AIM: Please reproduce the lines of the material below, starting at the line that contains "Return the outline of every instance of the metal" and ending at the line that contains "M 46 169 L 45", with both of those lines included.

DATA SHOWN:
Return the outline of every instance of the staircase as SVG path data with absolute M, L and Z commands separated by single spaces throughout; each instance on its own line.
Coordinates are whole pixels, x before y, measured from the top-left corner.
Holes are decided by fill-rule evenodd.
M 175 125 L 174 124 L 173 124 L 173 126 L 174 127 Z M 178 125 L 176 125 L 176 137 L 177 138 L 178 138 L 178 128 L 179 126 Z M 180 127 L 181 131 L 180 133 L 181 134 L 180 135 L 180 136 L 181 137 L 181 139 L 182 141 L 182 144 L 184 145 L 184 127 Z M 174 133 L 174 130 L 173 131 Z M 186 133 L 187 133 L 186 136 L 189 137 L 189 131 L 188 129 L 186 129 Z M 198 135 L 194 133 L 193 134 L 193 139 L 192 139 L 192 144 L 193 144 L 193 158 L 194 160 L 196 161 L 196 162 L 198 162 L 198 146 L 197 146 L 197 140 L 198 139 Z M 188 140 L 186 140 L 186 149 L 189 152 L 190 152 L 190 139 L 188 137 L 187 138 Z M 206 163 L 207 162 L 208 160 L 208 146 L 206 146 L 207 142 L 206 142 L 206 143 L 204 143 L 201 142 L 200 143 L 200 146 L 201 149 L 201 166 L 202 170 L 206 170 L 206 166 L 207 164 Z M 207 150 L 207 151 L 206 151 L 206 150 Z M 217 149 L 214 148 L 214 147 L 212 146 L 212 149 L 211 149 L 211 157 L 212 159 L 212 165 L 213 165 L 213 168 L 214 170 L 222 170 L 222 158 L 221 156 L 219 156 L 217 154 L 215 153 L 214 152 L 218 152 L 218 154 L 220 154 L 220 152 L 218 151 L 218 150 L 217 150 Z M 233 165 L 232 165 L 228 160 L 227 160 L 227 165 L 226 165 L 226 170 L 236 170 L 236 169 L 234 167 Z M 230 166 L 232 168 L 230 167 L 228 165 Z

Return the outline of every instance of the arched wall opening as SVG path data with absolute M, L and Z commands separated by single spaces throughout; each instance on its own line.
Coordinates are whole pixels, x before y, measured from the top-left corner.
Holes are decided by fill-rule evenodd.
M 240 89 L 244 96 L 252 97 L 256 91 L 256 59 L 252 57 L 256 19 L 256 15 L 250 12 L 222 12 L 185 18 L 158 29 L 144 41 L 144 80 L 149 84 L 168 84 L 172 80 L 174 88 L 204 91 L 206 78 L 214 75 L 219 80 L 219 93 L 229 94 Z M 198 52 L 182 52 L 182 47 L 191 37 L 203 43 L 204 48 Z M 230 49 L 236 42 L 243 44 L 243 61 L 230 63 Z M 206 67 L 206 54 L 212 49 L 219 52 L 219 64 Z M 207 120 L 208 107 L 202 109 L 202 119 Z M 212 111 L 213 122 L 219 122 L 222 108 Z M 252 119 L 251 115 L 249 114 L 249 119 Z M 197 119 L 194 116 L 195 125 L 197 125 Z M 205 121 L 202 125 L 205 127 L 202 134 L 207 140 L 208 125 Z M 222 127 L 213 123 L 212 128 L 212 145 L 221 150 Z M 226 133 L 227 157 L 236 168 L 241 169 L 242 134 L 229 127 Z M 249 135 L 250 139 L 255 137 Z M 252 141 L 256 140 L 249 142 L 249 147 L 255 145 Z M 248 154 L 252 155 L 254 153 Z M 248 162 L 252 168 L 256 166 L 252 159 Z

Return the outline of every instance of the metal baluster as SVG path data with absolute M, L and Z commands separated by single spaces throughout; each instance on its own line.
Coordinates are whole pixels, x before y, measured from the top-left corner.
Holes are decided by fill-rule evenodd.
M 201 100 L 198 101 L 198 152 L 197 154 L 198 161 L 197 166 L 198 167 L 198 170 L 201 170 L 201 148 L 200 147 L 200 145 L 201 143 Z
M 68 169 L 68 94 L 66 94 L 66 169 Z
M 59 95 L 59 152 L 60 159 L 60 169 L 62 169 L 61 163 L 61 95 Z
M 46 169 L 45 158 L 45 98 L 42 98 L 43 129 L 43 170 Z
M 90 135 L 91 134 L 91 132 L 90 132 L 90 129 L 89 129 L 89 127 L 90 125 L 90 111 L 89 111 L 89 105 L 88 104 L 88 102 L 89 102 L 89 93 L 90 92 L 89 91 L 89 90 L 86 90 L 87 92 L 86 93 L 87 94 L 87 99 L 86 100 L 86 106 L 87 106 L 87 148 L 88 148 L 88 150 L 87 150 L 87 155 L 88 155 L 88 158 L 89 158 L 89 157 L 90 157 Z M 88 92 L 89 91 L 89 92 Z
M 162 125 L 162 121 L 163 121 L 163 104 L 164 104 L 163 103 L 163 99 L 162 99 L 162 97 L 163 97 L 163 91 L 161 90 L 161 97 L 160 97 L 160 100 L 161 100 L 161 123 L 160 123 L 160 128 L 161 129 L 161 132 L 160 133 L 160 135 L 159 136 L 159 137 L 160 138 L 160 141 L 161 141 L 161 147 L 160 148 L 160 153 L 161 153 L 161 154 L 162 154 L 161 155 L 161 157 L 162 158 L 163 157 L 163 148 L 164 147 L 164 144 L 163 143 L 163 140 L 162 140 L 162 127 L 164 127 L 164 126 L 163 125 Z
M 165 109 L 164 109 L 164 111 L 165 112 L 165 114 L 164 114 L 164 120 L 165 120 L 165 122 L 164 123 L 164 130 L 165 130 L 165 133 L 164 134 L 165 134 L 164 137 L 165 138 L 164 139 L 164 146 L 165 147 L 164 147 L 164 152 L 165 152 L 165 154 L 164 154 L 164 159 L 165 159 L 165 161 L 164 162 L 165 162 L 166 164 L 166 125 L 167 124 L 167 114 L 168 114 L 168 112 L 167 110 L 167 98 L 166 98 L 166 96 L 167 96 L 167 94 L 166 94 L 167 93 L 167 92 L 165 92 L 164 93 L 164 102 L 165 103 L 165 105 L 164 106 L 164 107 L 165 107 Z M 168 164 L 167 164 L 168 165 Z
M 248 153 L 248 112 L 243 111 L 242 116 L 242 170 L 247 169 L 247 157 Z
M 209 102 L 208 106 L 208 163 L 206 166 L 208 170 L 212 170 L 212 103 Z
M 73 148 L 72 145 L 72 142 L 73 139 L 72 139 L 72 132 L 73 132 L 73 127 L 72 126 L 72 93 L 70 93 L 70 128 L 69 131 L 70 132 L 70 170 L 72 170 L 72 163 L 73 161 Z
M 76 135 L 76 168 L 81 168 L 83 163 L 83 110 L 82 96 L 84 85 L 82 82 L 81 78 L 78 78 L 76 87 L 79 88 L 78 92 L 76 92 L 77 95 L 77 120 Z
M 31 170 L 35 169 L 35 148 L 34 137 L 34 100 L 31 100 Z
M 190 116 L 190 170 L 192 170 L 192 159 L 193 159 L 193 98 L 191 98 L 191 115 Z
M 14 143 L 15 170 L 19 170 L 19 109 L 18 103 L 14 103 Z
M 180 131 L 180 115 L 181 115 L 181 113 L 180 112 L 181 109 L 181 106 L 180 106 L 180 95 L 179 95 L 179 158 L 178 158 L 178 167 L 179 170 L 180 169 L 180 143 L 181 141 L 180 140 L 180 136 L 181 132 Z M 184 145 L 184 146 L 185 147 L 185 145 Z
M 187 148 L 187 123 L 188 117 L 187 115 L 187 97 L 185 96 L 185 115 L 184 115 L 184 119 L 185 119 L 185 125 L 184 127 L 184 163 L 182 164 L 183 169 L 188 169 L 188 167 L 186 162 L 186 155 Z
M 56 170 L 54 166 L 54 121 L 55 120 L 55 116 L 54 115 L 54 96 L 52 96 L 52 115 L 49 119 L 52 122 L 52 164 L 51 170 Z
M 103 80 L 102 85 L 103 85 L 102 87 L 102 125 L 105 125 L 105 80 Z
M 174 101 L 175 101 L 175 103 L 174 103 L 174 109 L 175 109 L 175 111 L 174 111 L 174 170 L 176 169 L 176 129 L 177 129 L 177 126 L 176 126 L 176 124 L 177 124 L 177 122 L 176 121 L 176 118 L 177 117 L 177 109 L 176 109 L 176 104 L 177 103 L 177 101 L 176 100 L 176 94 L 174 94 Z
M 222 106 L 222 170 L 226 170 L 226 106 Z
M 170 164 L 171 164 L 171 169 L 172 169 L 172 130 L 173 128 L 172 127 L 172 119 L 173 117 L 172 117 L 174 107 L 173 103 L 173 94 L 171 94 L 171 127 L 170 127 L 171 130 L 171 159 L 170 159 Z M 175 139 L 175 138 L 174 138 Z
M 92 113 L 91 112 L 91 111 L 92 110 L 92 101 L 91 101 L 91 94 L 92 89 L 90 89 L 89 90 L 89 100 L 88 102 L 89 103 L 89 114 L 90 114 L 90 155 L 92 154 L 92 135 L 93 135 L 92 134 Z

SOLUTION TO THIS PROBLEM:
Return the outline of every instance of the metal baluster as SVG path data with absolute M, L and Z commands separated by single spaces throughout; each instance on its own line.
Coordinates are whole pixels, x before y, measured from the top-left corner.
Holes are decided by fill-rule evenodd.
M 201 100 L 198 101 L 198 152 L 197 154 L 198 161 L 197 166 L 198 167 L 198 170 L 201 170 L 201 148 L 200 147 L 200 145 L 201 143 Z
M 68 169 L 68 94 L 66 94 L 66 169 Z
M 59 95 L 59 152 L 60 159 L 60 169 L 62 169 L 61 163 L 61 95 Z
M 46 169 L 45 158 L 45 98 L 42 98 L 43 129 L 43 170 Z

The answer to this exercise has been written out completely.